- Passage provided:
--------------------------------
- Born: 21 November 1891 Heath Town, England
- Died: 27 September 1924 (aged 32) San Sebastian Grand Prix circuit, Spain
- Cause of death: Crash whilst motor-racing
- Occupation: Motor-racing mechanic
- Employer(s): Guy Motors, Sunbeam
- Spouse: Lillian Ivy (née Worthington-Roberts)

= Tom Barrett (riding mechanic) =

English motor-racing riding mechanic (1891–1924)

Thomas Barrett (21 November 1891 – 27 September 1924) was an English motor-racing riding mechanic. His death in the 1924 San Sebastian Grand Prix brought an end to the practice of riding mechanics in two-seat racing cars.

Racing in this early period was conducted between unreliable cars over long road courses, rather than by repeated laps of a dedicated short circuit. There was no nearby "pit lane" in which to conduct repairs and so it was necessary to carry a mechanic on board the car.

==Life and early career==
Barrett was born in 1891, at Prestwood Road, Heath Town, Wolverhampton, one of nine children. His father, George Barrett, had been born in rural Essex but came to Wolverhampton and worked in engineering factories. Tom and his eldest brother William served apprenticeships at the pump-making factory of Joseph Evans & Sons, where their father also worked.
--------------------------------
- Provided records:
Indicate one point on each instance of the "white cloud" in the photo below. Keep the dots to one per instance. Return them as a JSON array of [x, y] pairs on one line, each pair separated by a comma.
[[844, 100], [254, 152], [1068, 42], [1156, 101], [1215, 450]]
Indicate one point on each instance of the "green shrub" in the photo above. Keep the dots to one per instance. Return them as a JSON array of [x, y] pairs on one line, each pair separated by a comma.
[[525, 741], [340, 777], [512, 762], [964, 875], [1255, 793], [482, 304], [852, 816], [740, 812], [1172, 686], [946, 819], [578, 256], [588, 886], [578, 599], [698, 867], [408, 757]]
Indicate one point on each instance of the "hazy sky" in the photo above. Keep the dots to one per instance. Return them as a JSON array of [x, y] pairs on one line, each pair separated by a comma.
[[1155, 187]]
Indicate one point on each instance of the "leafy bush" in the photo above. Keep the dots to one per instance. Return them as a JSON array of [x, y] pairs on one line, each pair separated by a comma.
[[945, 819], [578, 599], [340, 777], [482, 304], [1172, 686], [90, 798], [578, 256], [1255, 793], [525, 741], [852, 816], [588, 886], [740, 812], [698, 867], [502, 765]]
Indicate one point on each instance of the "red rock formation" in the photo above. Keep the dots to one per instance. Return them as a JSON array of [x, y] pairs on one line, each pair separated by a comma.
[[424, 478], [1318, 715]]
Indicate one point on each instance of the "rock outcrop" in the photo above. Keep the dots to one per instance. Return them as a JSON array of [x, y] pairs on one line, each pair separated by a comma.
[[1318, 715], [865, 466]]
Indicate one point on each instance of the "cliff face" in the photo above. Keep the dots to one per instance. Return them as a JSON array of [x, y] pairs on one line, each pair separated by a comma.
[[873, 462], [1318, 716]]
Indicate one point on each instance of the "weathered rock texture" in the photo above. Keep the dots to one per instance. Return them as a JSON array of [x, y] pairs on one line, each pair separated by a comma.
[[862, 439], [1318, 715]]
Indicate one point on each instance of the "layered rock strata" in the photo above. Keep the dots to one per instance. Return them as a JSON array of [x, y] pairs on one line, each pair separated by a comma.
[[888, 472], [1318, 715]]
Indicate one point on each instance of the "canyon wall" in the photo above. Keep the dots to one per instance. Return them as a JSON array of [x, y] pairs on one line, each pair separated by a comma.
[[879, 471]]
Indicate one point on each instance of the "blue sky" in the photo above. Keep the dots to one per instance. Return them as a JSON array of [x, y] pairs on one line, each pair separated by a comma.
--------------------------------
- Set of tasks:
a - According to the Tom Barrett article, at which factory did Barrett and his eldest brother serve apprenticeships?
b - Please extend the Tom Barrett article, picking up right after its last sentence.

- Results of the tasks:
a - The pump-making factory of Joseph Evans & Sons.

b -
During the First World War, Barrett worked at Guy Motors. Rather than Guy's better-known lorries, this work was on small mechanisms such as fuzes for depth charges. As with Barrett's future driver, Kenelm Lee Guinness, this war-work was sufficiently important to excuse him from military service during the war.

In 1915, Barrett married local girl Lillian Ivy Worthington-Roberts. They moved to Burleigh Road, Wolverhampton, remaining near to Wolverhampton's engineering works. Barrett continued to be an active church-goer and became a member of St. John's Church choir.

In early 1918, Guy began work on aero-engines, planning large orders for the ultimately unsuccessful ABC Wasp and Dragonfly aero-engines. In fact they only managed to produce one complete prototype of each, before the semi-completed production batch was transferred to another factory. After the end of the war, the aero-engine work at Guy was closed. Barrett's appetite for aero-engines had been whetted though and he moved to the nearby Sunbeam works so as to continue it. The market for aero-engines at this time was flooded by war-surplus and so Sunbeam focused on new engines for airships.

By 1921 though, airship accidents made this work less attractive and so Tom moved into Sunbeam's 'Experimental Department', supporting their successful racing cars, including the Sunbeam 350HP. Sunbeam's road cars were highly regarded in this period and the prestige and engineering innovation derived from the racing effort was seen as a significant part of this.

==1924 accident==
Sunbeam's works drivers for the Grand Prix were Henry Segrave and Kenelm Lee Guinness. Guinness' usual mechanic, Bill Perkins, had been injured in a crash at Brooklands some weeks earlier, when the driver, Dario Resta, had been killed.

Two mechanics travelled to Spain with Segrave and Guinness, Tom Barrett and the Italian, Marocchi. As Segrave spoke a little Italian, he and Marocchi were in one car, Guinness and Barrett in the other.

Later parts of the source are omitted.